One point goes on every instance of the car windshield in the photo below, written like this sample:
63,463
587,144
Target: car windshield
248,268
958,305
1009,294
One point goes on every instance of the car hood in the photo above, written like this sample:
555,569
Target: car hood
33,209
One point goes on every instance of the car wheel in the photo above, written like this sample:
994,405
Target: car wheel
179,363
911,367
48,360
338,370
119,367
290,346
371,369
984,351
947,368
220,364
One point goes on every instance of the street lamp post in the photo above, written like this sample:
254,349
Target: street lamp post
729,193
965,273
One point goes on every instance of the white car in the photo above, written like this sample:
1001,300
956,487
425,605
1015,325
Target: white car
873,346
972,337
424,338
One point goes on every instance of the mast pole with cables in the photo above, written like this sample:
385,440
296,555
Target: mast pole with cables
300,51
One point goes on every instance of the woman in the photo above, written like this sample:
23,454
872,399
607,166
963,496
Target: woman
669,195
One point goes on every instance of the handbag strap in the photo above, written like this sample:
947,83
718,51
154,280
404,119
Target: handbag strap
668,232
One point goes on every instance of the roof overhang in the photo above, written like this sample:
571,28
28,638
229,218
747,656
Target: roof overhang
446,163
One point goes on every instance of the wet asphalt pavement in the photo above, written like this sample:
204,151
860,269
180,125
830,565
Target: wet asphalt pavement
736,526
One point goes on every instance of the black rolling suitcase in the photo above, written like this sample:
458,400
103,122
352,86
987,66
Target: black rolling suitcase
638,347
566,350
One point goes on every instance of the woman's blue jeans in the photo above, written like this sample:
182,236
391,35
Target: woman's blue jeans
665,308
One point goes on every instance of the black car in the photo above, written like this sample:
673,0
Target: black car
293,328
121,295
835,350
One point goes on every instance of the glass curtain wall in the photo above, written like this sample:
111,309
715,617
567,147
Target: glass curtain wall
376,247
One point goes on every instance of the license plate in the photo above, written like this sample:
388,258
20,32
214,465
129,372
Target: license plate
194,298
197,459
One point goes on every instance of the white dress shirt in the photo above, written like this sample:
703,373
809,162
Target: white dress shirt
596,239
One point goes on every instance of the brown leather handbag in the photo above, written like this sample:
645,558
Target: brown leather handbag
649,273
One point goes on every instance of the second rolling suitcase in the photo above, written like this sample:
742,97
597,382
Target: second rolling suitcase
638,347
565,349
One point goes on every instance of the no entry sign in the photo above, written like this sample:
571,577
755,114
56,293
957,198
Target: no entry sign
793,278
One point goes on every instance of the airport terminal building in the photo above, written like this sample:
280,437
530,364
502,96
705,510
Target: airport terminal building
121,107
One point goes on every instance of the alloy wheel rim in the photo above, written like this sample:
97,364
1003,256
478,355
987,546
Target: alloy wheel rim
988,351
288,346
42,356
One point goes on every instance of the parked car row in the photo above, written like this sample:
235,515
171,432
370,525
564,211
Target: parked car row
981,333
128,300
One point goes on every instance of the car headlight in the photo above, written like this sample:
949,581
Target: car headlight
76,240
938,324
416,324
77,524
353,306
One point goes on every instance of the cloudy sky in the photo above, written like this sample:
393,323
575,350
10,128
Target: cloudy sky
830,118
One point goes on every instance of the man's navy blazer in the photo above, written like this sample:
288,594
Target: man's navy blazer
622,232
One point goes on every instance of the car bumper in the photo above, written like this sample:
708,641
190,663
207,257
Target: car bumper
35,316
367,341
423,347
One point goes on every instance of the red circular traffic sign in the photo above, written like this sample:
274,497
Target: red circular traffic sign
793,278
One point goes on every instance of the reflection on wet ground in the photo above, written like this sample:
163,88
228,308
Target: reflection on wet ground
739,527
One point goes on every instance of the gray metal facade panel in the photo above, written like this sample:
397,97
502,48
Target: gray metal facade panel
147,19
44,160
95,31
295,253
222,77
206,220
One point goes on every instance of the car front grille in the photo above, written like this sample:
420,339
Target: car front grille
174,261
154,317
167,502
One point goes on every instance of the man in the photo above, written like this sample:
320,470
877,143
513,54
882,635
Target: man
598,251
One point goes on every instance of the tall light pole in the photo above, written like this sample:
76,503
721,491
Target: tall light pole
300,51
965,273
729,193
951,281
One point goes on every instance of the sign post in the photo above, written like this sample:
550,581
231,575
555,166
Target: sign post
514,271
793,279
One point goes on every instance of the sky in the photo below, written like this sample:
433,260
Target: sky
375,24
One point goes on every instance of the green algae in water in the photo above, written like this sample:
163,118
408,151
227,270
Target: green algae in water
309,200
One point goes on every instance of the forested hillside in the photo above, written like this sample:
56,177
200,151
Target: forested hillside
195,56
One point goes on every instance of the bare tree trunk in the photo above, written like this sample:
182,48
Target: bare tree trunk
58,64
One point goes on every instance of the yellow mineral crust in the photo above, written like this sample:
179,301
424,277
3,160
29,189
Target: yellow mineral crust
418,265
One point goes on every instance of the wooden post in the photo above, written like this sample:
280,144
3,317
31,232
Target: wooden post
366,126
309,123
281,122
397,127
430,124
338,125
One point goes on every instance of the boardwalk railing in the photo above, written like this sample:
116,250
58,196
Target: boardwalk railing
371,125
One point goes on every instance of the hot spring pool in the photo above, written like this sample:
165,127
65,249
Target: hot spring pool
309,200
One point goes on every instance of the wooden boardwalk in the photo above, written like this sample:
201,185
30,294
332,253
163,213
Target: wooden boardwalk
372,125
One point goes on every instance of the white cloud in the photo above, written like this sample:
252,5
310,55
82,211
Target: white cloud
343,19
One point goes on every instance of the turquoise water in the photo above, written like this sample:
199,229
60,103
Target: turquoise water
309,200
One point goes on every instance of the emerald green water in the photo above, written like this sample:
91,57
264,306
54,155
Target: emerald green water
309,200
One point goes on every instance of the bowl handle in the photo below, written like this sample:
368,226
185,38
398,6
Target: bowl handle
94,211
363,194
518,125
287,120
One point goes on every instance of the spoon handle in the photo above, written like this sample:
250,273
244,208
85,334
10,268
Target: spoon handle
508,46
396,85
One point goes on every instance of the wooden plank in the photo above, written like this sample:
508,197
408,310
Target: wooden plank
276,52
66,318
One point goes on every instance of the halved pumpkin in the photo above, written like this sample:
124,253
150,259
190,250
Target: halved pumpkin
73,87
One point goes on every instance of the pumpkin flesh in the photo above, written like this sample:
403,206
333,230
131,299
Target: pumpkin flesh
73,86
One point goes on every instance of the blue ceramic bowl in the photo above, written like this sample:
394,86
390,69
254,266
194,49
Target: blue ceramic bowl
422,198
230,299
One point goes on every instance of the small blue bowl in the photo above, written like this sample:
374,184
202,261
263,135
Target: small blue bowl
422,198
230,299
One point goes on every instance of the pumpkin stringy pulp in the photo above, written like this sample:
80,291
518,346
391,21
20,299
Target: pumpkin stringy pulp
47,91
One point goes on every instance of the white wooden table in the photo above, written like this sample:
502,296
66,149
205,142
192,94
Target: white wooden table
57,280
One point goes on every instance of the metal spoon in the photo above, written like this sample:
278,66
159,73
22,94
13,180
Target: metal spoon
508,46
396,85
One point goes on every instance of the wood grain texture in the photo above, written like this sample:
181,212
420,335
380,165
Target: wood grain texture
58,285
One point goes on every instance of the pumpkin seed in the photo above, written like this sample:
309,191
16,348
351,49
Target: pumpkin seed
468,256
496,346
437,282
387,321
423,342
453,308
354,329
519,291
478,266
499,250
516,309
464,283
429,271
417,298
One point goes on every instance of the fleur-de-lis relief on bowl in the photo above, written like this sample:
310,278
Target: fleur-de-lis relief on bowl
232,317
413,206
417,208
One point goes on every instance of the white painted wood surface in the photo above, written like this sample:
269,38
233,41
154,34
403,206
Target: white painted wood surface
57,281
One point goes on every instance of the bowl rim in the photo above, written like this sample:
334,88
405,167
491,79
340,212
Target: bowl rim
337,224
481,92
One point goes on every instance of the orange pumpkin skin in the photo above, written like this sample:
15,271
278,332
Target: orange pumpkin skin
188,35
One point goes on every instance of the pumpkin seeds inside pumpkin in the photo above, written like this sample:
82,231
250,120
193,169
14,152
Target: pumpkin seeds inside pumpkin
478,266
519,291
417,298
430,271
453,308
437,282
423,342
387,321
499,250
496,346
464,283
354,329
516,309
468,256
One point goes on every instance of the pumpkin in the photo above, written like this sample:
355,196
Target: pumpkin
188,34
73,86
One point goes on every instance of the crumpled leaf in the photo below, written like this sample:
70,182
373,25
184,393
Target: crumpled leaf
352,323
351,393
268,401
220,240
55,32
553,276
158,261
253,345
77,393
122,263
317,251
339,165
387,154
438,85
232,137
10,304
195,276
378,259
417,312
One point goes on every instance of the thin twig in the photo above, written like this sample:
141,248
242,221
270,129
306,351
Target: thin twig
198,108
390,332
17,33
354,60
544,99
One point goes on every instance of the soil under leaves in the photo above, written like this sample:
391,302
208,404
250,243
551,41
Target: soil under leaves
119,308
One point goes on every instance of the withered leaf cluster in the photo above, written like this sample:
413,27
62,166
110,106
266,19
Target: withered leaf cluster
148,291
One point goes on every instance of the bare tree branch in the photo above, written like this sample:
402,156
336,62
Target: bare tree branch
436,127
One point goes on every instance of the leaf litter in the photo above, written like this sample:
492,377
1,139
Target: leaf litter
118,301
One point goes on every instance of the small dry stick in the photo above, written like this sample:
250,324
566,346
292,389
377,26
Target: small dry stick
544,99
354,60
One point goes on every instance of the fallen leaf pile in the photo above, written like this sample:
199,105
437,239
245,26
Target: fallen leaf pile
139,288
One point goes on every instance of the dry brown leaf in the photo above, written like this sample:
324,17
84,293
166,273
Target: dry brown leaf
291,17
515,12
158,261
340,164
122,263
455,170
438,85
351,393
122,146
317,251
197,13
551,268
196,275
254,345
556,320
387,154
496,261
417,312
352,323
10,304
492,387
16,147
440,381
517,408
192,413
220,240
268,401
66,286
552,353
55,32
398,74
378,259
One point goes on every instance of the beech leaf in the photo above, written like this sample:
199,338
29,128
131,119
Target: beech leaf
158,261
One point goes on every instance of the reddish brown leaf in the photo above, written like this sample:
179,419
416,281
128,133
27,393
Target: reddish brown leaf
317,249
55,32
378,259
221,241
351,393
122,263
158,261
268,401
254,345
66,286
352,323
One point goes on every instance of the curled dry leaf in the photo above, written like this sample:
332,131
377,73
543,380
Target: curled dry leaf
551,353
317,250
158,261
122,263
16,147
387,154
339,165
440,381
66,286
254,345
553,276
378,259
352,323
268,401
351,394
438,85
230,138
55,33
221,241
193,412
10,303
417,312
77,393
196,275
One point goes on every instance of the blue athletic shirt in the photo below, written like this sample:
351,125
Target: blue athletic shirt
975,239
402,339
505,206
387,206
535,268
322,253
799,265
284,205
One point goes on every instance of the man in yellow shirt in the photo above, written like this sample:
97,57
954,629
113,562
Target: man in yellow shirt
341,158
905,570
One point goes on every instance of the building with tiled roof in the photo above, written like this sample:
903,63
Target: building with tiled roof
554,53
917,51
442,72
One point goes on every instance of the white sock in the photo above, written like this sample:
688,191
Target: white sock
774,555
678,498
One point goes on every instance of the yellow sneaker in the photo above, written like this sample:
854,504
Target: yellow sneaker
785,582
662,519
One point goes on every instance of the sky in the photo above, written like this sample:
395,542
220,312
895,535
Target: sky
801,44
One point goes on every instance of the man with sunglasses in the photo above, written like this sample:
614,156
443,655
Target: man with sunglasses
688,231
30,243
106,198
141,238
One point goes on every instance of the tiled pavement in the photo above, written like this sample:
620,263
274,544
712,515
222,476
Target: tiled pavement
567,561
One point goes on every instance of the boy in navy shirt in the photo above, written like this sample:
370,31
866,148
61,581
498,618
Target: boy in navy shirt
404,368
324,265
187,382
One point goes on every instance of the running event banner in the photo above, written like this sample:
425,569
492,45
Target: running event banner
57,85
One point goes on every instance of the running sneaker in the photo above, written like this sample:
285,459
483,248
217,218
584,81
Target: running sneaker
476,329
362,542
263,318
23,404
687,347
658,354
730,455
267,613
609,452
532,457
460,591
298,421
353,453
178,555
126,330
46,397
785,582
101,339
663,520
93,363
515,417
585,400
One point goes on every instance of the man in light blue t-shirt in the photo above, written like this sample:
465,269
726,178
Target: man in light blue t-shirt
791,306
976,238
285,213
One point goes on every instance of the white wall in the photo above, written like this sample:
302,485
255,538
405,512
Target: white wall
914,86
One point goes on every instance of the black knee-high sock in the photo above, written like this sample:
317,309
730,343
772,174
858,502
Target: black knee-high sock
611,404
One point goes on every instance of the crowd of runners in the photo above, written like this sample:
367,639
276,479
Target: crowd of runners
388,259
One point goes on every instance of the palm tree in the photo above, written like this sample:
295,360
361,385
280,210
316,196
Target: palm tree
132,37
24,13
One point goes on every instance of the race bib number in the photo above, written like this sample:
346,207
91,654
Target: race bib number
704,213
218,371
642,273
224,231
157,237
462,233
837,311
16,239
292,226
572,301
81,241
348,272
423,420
......
* Problem to work on:
Extract every line from the one containing "One point goes on every instance of the crowd" through the last line of the data, inclusive, exactly as written.

* Solution for this task:
One point goes on every instance of the crowd of runners in the photo above, written like this sample:
367,639
276,479
Target: crowd of runners
388,259
One point goes on every instance of the palm tree in the photo above, written like this sample:
295,360
361,385
280,210
316,196
Target: palm tree
132,37
24,13
One point goes on every instance of the race bib number in the photo above, written like this sample:
346,207
91,654
Target: race bib number
704,213
218,371
642,273
224,231
157,237
462,233
837,311
16,239
292,226
572,301
81,241
348,272
423,420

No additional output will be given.